What needs to be done: Which lines of the data contain the string "tree"? Copy every one of them.

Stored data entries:

——————

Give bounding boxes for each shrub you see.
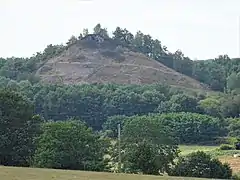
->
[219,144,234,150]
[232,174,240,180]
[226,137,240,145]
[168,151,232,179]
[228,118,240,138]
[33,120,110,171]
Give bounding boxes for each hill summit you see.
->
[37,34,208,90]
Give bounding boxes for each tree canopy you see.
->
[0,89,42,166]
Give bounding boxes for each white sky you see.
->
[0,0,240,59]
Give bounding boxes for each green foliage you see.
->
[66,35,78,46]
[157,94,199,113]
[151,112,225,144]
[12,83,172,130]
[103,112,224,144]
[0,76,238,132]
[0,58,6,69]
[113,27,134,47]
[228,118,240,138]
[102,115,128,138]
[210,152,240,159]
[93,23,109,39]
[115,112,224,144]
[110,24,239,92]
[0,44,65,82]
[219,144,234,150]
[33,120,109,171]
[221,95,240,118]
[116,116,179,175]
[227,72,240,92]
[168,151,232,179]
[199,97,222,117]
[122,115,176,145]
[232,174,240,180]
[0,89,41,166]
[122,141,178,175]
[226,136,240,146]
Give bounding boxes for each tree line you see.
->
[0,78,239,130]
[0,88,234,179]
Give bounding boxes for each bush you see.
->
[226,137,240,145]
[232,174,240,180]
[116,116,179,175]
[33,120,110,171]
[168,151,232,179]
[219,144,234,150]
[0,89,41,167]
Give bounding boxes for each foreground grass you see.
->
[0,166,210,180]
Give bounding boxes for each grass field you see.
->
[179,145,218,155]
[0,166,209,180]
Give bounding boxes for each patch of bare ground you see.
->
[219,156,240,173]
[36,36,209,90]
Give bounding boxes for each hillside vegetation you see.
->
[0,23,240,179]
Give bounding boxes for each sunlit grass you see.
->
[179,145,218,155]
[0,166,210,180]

——————

Answer box:
Give bounding boxes for each tree canopy you see.
Give bounding boxes for each tree line you see.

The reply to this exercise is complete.